#### WHAT IS ASKED:
Display every row below that contains the string "garage", copying each such row in full.

#### INPUT MATERIAL:
- - - -
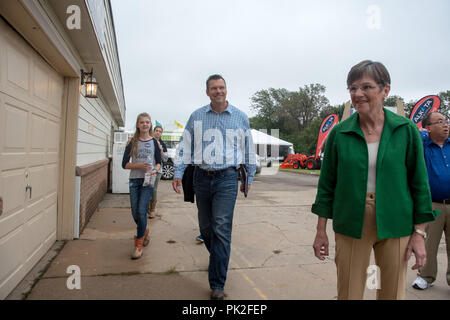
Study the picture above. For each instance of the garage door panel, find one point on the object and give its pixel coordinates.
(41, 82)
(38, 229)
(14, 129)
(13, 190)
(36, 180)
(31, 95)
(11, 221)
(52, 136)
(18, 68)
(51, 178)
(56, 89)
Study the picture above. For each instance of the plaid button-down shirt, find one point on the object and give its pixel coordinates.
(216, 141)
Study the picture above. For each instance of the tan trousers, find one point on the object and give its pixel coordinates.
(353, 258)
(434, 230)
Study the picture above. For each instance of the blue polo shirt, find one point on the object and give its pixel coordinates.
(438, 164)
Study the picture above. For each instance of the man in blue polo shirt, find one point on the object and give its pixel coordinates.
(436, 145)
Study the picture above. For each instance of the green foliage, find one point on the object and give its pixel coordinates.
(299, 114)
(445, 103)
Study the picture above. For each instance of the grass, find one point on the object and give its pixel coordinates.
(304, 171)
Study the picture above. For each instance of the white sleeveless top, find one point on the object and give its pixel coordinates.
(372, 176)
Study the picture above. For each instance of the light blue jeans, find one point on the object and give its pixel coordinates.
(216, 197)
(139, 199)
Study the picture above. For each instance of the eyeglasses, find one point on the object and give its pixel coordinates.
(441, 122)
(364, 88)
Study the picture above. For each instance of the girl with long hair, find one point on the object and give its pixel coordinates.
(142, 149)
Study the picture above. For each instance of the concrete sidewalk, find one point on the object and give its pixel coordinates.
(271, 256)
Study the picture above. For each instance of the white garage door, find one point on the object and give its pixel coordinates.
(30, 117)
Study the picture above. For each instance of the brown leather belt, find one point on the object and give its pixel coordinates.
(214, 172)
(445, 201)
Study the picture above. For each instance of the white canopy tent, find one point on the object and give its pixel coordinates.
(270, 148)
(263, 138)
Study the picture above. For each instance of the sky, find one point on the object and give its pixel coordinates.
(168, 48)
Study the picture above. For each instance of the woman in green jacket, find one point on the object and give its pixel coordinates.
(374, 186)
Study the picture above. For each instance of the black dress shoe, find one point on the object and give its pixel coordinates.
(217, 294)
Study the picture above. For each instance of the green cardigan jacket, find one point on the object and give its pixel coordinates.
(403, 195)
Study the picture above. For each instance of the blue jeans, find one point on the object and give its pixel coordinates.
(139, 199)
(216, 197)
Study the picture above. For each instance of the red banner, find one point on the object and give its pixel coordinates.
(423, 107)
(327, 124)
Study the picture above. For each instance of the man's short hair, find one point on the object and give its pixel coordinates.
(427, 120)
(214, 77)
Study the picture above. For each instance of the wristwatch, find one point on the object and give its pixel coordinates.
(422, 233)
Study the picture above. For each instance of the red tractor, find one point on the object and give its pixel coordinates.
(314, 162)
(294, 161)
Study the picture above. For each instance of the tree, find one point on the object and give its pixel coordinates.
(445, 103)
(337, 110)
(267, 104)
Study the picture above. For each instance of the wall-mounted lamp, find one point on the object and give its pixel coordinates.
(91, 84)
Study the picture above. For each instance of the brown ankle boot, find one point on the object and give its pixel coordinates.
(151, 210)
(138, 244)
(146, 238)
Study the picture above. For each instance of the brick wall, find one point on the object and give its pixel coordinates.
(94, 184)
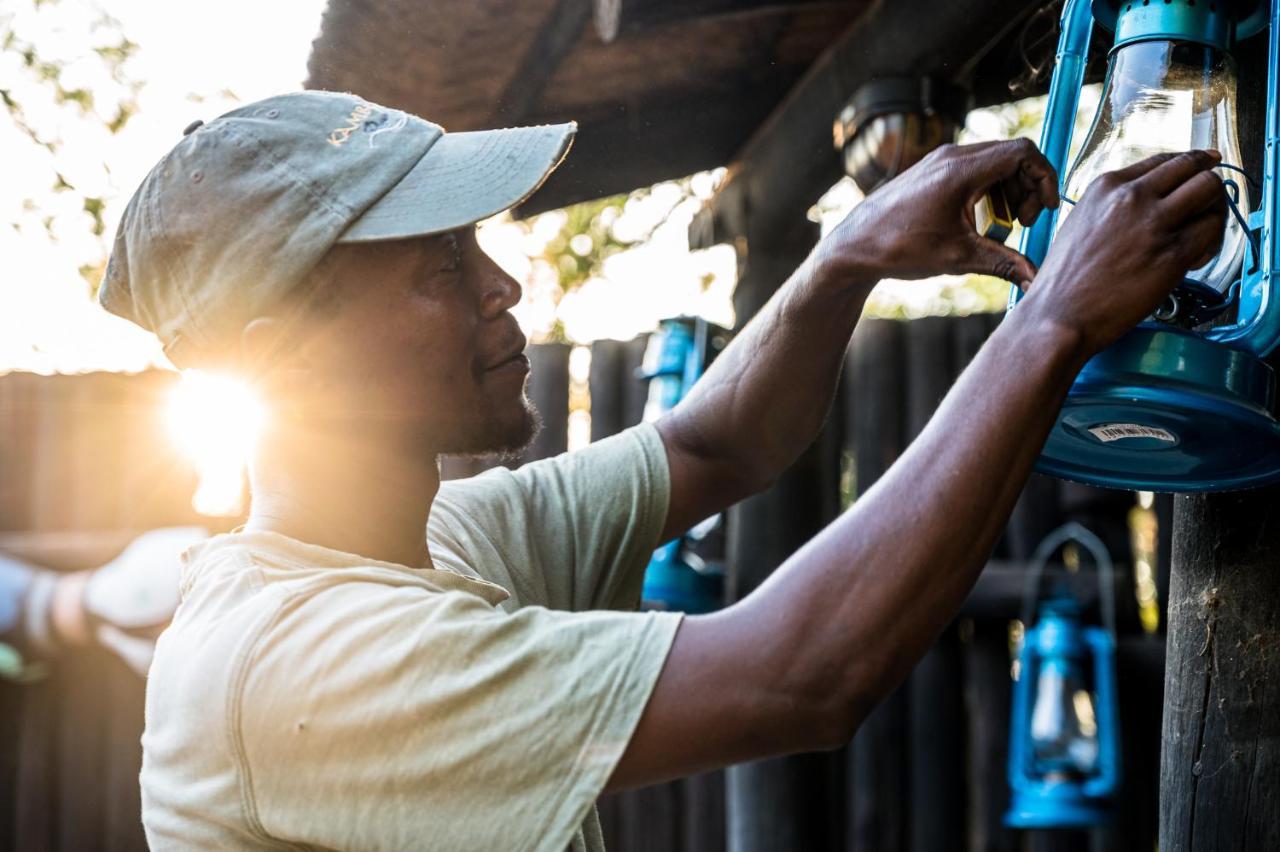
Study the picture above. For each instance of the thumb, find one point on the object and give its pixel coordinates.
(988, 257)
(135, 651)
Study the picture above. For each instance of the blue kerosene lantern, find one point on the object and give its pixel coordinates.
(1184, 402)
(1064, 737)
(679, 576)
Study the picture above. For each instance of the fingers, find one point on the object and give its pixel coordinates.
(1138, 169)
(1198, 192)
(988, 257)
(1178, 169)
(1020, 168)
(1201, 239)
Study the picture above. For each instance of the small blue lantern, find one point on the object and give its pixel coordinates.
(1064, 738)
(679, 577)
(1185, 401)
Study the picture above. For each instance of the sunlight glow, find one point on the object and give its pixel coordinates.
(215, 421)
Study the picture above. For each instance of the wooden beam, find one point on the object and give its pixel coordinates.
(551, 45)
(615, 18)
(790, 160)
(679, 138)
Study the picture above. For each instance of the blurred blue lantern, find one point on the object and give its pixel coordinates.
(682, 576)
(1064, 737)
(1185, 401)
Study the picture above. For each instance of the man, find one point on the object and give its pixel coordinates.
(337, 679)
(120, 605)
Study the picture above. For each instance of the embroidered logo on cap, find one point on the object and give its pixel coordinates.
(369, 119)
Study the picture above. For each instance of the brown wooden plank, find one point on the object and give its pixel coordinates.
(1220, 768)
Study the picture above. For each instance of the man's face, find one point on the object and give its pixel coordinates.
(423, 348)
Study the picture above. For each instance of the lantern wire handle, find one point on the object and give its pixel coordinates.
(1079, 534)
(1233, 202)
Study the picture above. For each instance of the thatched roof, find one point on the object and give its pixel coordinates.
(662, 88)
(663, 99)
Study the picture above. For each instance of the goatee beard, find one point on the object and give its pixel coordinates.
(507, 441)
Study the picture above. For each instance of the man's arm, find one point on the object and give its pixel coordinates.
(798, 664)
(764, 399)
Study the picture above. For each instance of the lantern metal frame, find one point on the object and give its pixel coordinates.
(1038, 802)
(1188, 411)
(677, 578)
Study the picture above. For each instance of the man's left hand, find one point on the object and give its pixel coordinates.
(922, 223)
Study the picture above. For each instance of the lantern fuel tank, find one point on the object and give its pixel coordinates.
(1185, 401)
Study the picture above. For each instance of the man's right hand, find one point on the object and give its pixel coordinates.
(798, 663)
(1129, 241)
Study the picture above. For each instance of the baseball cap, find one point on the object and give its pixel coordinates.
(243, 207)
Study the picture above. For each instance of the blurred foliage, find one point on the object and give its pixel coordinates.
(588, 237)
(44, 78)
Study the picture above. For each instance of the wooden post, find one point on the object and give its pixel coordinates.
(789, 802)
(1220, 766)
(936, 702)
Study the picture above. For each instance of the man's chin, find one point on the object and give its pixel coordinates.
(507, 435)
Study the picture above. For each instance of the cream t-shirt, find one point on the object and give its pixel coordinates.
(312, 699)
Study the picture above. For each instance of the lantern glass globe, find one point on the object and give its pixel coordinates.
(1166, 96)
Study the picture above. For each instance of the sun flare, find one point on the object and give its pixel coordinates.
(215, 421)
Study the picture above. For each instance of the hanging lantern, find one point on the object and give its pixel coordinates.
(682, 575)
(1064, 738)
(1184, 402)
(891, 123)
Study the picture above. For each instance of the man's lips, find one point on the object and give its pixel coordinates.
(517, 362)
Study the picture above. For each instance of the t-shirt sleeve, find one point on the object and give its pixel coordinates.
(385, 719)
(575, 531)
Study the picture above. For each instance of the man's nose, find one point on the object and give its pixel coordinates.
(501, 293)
- - - -
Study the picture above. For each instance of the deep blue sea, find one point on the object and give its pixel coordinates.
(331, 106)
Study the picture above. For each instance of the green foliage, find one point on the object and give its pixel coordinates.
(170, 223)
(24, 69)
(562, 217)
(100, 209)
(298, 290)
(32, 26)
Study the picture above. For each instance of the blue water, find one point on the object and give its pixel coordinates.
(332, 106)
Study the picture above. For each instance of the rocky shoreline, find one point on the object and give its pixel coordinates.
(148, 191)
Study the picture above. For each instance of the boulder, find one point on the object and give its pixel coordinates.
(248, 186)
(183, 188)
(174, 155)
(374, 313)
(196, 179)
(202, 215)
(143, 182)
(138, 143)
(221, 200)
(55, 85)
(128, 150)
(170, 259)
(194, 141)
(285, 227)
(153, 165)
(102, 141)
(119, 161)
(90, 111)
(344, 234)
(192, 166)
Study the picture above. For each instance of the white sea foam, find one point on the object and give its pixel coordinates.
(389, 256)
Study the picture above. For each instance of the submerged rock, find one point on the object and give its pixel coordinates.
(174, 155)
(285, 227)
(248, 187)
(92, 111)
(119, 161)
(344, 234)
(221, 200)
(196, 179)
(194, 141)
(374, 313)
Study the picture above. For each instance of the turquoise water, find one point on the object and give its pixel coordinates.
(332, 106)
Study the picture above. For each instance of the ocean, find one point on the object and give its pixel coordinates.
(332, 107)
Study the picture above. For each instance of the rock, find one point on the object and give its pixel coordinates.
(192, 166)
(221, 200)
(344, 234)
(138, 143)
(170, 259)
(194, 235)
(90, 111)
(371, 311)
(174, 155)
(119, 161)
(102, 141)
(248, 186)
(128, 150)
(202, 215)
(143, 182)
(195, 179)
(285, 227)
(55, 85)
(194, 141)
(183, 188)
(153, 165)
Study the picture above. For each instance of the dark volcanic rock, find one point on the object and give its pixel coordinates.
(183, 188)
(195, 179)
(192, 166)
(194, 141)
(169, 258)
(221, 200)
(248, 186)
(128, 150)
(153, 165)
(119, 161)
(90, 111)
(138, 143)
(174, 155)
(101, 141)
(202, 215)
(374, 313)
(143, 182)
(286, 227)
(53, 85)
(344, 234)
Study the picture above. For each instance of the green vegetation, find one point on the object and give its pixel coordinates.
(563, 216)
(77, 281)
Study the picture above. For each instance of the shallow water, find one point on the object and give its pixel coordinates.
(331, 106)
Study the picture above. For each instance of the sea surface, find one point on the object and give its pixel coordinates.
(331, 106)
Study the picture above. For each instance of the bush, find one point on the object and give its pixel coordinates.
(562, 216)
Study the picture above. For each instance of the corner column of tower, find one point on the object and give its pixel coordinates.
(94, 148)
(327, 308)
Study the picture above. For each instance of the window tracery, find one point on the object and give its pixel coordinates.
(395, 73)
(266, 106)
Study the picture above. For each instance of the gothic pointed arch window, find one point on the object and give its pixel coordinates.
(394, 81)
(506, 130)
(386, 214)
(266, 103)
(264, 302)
- - - -
#### RESPONSE FOR THIS EXERCISE:
Study the picture above. For each instance of the garage door panel, find one point on the object and give its pixel coordinates.
Study the picture above. For each instance of the white garage door, find one point on the object and give its pixel coordinates.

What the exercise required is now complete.